Requirement: The records follow. Give them all back exactly.

Records for the exercise:
= Beginning of Section =

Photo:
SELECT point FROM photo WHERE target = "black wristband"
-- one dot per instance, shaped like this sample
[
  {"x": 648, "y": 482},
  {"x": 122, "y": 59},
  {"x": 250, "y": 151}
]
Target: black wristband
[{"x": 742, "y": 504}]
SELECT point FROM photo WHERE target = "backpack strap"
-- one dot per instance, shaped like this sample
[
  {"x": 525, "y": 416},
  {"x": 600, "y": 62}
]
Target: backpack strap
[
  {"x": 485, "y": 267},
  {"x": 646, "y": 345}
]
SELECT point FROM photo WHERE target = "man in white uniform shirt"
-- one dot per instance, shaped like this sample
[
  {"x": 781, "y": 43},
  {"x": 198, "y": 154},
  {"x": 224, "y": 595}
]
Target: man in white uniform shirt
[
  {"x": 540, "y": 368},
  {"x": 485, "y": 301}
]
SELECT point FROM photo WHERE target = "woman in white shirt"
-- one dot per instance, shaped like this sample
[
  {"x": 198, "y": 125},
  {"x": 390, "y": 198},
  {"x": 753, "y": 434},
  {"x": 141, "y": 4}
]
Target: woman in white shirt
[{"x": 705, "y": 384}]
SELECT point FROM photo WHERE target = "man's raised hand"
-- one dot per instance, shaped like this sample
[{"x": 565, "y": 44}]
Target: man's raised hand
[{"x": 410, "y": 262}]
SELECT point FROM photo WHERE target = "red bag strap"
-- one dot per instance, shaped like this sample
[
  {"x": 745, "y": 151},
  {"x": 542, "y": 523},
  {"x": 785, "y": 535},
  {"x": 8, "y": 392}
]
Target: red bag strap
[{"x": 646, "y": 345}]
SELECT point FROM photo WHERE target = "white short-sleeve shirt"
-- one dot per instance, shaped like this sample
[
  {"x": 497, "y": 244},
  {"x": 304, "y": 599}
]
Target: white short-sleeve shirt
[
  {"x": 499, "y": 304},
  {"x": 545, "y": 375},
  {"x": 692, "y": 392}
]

= End of Section =

The answer:
Photo:
SELECT point FROM photo WHERE target = "black wristband"
-- one dot per instance, shaped like this sample
[
  {"x": 648, "y": 482},
  {"x": 122, "y": 59},
  {"x": 250, "y": 151}
]
Target: black wristband
[{"x": 742, "y": 504}]
SELECT point FROM photo WHERE target = "backpack strap"
-- one dot per instance, shaped like this sample
[
  {"x": 525, "y": 416},
  {"x": 600, "y": 62}
]
Target: backpack strap
[
  {"x": 485, "y": 267},
  {"x": 646, "y": 345}
]
SELECT point FROM photo WHERE target = "man in white uniform shirt"
-- one dot per instance, shaped like this sample
[
  {"x": 781, "y": 43},
  {"x": 198, "y": 154},
  {"x": 224, "y": 595}
]
Target: man in white uniform shirt
[
  {"x": 540, "y": 368},
  {"x": 485, "y": 301}
]
SELECT point FROM photo WHERE target = "woman in white shirt"
-- one dot per instance, shaped like this sample
[
  {"x": 198, "y": 125},
  {"x": 390, "y": 198},
  {"x": 753, "y": 434},
  {"x": 141, "y": 4}
]
Target: woman in white shirt
[{"x": 705, "y": 384}]
SELECT point FROM photo WHERE target = "man's raised hand"
-- one dot per instance, shaped like this sample
[{"x": 565, "y": 44}]
Target: man's raised hand
[{"x": 410, "y": 262}]
SELECT point FROM photo WHERE target = "red bag strap"
-- one dot per instance, shaped like this sample
[
  {"x": 745, "y": 151},
  {"x": 542, "y": 523},
  {"x": 785, "y": 535},
  {"x": 8, "y": 392}
]
Target: red bag strap
[{"x": 646, "y": 345}]
SELECT point FROM photo WHERE target = "white short-sleeve shirt"
-- one dot per instance, shaped like this sample
[
  {"x": 497, "y": 244},
  {"x": 304, "y": 599}
]
Target: white short-sleeve shirt
[
  {"x": 499, "y": 304},
  {"x": 545, "y": 375},
  {"x": 692, "y": 392}
]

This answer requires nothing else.